Given problem | Copy the lines below word for word, starting at the line that contains "Note for the class: annotate every instance of the carriage" and continuing through the last line.

Data to process |
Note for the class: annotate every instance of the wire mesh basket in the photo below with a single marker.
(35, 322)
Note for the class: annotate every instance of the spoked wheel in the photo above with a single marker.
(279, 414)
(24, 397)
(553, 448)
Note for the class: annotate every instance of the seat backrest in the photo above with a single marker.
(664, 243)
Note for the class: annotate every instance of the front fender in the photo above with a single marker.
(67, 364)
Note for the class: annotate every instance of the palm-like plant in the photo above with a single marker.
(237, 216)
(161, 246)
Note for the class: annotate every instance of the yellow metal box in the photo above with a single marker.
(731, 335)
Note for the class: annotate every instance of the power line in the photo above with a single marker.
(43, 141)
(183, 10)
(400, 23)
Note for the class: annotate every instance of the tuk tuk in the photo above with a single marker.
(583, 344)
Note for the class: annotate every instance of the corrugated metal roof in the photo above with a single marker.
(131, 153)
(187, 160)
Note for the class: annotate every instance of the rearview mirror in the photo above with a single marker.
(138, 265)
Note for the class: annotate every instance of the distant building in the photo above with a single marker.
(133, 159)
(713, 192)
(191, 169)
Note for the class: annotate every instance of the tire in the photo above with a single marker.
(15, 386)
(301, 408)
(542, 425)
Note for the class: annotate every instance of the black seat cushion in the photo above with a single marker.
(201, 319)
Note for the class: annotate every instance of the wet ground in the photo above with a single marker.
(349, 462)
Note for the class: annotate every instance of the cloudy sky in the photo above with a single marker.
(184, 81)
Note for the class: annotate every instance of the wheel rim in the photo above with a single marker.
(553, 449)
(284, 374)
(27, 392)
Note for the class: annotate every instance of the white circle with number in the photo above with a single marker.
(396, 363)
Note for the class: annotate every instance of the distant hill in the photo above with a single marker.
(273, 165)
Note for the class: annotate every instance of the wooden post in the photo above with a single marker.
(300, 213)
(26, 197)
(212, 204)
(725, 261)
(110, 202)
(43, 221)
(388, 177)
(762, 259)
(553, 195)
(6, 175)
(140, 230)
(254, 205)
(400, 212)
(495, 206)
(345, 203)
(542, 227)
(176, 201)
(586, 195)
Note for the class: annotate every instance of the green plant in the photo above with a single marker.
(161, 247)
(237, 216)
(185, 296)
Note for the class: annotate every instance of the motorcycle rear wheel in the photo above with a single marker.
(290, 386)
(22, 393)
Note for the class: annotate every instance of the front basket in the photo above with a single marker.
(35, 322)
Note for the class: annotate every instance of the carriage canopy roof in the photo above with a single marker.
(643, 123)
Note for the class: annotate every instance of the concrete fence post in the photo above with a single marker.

Solved exercise |
Note for the class: annotate every instance of the carriage canopy roof in the photo above with a single marker.
(643, 123)
Note for the class: annotate every instance of the concrete fence post in the photo above with a single marker.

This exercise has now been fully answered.